## Selected excerpt
The Euler Equation and its Derivative

The Euler Equation does not change much between our original Aiyagari model and the KS model. The primary difference is that $r$ and $w$ are now state dependent and must therefore be brought inside the expectation for next period.

$R(z, s, \alpha) = (z - \hat{a}^{\prime})^{-\mu} - \zeta \min\{\hat{a}^{\prime},0\}^2 - \beta \sum_{s^{\prime}}\pi_{s, s^{\prime}}(1+r_{s^{\prime}}) (z^{\prime} - \hat{a}^{\prime\prime})^{-\mu}$

We again choose the coefficient in our finite element method to solve

$\int R(z, K, s, \alpha)\phi(z, K)_{s, i} dz = 0,\ \forall i = 1,...,N_k N_K$

where $\phi(z, K)_{s, i} = \phi(z)_{s,i}\phi(K)_{s,i}$ are our basis functions. Note that the multidimensional basis function is made up by taking the product of the unidimensional basis functions (for further discussion on the finite element method see Ellen McGrattan’s 1993 paper cited below and my Aiyagari code). Given a current aggregate capital and regression coefficients, the agent will predict tomorrows aggregate to be

$K^{\prime} = e^{\beta_{s,0} + \beta_{s,1} \ln K}$

Prices in the period will therefore be predicted to be

$r^{\prime} = \alpha z_{s^{\prime}}\left(\frac{h_{\text{fix}}(1-u_{s^{\prime}})}{K^{\prime} } \right)^{1-\alpha} - \delta$

$w^{\prime} = (1-\alpha) z_{s^{\prime}} \left(\frac{h_{\text{fix}}(1-u_{s^{\prime}})}{K^{\prime} } \right)^{-\alpha}$

Using this wage and interest rate we can calculate the implied cash-in-hand next period and use our current guess at the savings policy function to calculate implied consumption and savings.

Point placement records
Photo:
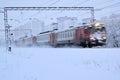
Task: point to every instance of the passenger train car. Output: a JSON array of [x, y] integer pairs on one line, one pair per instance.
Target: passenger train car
[[85, 36]]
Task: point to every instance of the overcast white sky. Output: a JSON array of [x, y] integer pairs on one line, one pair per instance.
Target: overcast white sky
[[110, 6]]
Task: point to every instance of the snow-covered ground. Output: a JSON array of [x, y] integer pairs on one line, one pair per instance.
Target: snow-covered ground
[[60, 64]]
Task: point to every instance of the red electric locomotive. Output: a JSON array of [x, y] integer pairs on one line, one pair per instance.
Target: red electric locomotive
[[86, 36], [94, 35]]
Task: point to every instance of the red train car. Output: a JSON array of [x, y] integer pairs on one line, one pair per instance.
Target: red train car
[[86, 36]]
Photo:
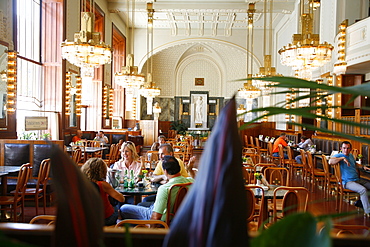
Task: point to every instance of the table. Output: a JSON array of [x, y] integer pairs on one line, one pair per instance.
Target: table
[[4, 172], [269, 194], [138, 192]]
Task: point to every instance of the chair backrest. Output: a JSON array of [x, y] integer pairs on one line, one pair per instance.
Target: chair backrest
[[76, 155], [142, 223], [309, 161], [250, 191], [23, 176], [248, 174], [354, 152], [43, 176], [295, 200], [172, 206], [277, 175], [45, 219]]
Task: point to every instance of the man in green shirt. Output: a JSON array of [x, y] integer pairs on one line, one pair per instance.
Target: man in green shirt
[[157, 211]]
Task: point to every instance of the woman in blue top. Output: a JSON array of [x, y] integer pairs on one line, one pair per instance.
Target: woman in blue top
[[350, 177]]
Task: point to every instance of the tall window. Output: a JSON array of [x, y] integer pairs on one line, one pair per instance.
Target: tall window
[[28, 45]]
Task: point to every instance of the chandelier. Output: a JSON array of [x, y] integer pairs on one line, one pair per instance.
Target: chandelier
[[249, 91], [87, 51], [129, 77], [305, 52], [150, 91]]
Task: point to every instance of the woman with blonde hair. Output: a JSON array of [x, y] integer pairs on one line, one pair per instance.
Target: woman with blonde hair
[[130, 160], [96, 171]]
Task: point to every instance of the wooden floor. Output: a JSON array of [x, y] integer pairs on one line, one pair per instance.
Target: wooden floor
[[317, 205]]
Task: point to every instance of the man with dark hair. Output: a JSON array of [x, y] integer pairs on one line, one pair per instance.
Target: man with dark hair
[[157, 211], [158, 174], [350, 177], [281, 140]]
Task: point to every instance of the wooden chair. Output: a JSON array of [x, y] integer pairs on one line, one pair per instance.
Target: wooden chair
[[295, 200], [172, 206], [341, 192], [341, 230], [17, 200], [293, 165], [77, 155], [354, 152], [272, 158], [277, 175], [260, 150], [330, 180], [44, 219], [142, 223], [315, 174], [254, 206], [40, 191], [248, 174], [111, 156]]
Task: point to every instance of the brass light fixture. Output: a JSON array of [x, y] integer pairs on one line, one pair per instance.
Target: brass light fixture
[[305, 52], [150, 91], [87, 51], [249, 91], [129, 77], [12, 82]]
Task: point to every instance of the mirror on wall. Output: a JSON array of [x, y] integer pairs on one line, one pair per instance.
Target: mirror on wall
[[3, 82]]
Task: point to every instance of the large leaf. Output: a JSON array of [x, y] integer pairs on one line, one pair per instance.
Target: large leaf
[[294, 230]]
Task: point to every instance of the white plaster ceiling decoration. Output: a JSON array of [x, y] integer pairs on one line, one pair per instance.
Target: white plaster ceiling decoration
[[200, 18]]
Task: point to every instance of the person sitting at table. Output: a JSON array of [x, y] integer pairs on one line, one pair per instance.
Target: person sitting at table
[[305, 144], [281, 140], [77, 137], [158, 174], [350, 176], [95, 170], [101, 138], [130, 160], [161, 140], [157, 211]]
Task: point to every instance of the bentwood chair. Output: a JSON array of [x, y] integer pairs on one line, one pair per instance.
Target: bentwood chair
[[16, 201], [40, 191], [255, 206], [295, 200], [330, 180], [44, 219], [173, 205], [143, 223], [315, 174], [341, 192]]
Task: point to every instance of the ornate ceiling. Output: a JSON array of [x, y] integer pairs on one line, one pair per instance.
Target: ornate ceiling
[[199, 18]]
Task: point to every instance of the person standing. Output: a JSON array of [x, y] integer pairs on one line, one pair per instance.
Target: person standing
[[101, 137], [350, 177]]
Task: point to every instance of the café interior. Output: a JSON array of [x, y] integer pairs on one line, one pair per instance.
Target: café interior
[[137, 70]]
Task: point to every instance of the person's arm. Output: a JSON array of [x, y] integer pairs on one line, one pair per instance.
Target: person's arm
[[112, 192], [336, 160]]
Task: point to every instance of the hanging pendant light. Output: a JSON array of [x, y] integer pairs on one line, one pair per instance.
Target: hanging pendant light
[[87, 51], [129, 77], [150, 91], [306, 52]]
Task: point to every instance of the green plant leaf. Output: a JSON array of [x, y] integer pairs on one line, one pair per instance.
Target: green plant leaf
[[294, 230]]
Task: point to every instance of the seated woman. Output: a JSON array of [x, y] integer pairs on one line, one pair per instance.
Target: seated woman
[[161, 140], [96, 171], [130, 160]]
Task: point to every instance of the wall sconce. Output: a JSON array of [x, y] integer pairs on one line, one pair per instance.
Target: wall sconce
[[12, 81], [108, 102], [78, 95], [340, 66]]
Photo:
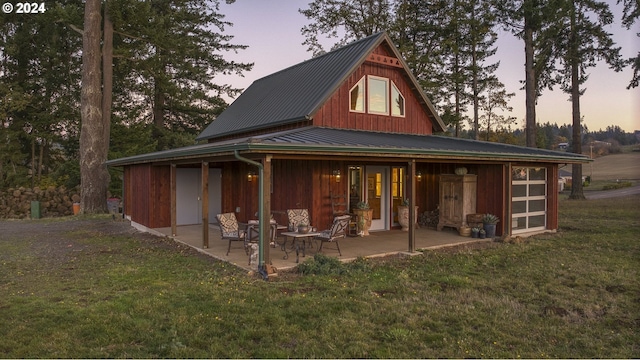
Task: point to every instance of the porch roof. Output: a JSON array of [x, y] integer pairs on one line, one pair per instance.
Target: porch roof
[[320, 141]]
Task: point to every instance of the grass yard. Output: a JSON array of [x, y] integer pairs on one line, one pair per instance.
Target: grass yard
[[575, 294]]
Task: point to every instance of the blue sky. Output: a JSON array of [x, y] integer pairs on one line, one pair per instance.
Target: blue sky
[[271, 29]]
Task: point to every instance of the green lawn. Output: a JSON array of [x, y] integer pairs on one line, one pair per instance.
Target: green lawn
[[575, 294]]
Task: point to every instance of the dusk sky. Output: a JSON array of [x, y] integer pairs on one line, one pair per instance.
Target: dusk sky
[[271, 29]]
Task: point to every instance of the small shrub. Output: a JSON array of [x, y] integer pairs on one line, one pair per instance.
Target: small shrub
[[321, 264]]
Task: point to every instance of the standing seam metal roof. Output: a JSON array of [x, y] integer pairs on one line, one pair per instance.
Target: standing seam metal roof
[[328, 140], [292, 94]]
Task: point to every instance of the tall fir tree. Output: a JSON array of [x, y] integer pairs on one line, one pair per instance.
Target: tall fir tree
[[167, 56], [580, 41], [631, 13]]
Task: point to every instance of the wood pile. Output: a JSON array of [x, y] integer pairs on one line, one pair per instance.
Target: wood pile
[[54, 202]]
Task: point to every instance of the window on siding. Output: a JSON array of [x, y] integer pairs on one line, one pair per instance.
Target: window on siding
[[529, 199], [378, 95], [397, 101], [356, 96]]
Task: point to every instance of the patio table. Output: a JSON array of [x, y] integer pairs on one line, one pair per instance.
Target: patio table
[[296, 243]]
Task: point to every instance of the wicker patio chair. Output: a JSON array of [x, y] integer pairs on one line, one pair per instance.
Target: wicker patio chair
[[338, 230]]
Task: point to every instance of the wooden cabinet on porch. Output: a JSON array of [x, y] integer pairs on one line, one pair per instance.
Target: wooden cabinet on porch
[[457, 199]]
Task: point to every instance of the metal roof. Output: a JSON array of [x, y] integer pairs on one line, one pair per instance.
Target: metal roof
[[296, 93], [328, 141]]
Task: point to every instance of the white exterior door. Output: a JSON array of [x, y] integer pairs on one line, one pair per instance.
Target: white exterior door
[[189, 195], [377, 195]]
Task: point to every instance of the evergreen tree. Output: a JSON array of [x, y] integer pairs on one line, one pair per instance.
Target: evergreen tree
[[167, 57], [354, 19], [631, 13], [526, 18], [38, 90], [496, 99], [580, 41]]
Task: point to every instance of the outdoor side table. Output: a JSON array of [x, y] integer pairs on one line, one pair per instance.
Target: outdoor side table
[[296, 236]]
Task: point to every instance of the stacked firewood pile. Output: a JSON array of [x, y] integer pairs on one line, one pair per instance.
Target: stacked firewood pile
[[53, 201]]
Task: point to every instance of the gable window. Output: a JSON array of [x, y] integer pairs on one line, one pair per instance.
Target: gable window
[[529, 199], [356, 96], [378, 95], [397, 101], [382, 95]]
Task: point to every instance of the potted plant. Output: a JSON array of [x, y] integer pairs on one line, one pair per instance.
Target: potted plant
[[489, 222], [303, 228], [475, 232], [403, 214], [364, 213], [464, 230]]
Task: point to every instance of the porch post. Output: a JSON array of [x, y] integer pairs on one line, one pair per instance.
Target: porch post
[[266, 209], [205, 205], [412, 202], [174, 226], [507, 215]]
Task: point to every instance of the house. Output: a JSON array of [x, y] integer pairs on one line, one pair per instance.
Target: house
[[352, 122]]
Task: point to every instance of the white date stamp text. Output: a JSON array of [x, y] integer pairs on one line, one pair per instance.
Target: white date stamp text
[[24, 8]]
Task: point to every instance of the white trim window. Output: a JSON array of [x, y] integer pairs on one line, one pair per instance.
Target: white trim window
[[378, 95], [356, 96], [397, 101], [528, 199]]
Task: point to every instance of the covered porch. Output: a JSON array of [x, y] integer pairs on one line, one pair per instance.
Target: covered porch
[[380, 243]]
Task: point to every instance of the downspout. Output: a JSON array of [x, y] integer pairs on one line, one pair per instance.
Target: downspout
[[261, 268]]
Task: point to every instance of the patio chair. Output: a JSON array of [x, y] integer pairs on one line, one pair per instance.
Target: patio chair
[[297, 217], [229, 230], [338, 230]]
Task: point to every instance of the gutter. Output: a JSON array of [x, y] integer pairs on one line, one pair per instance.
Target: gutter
[[261, 267]]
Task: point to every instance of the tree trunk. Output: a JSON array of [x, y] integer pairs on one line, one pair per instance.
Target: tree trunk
[[530, 84], [94, 178], [107, 73], [577, 192]]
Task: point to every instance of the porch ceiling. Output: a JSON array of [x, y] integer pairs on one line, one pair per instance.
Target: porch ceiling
[[321, 141]]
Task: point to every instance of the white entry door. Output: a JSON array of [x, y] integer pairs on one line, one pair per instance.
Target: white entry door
[[377, 195], [189, 195]]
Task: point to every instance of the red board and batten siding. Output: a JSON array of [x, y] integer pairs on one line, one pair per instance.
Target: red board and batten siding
[[335, 112], [147, 195]]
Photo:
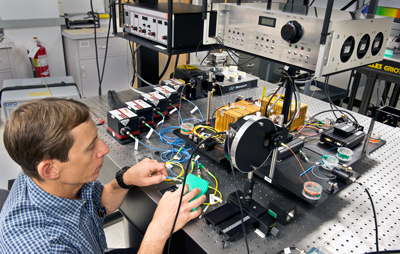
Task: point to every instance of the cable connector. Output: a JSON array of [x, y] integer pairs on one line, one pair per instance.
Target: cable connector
[[204, 211], [174, 179], [124, 131]]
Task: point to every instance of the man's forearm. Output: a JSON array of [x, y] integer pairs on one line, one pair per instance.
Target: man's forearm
[[154, 240], [112, 196]]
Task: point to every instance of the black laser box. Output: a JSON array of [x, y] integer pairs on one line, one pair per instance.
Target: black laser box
[[156, 100], [195, 81], [141, 108], [168, 92], [121, 120], [228, 86]]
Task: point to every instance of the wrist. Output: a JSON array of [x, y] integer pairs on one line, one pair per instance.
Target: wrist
[[162, 234], [125, 178], [121, 178]]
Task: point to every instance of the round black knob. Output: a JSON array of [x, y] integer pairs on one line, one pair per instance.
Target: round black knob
[[292, 32]]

## Directions
• a. In the Euler equation excerpt, what is the primary difference between the original Aiyagari model and the KS model?
• b. Retype the Euler equation excerpt from "Using this wage" up to and including "consumption and savings.".

## Problem solutions
• a. The interest rate $r$ and wage $w$ are now state dependent, so they must be brought inside the expectation for next period.

• b.
Using this wage and interest rate we can calculate the implied cash-in-hand next period and use our current guess at the savings policy function to calculate implied consumption and savings.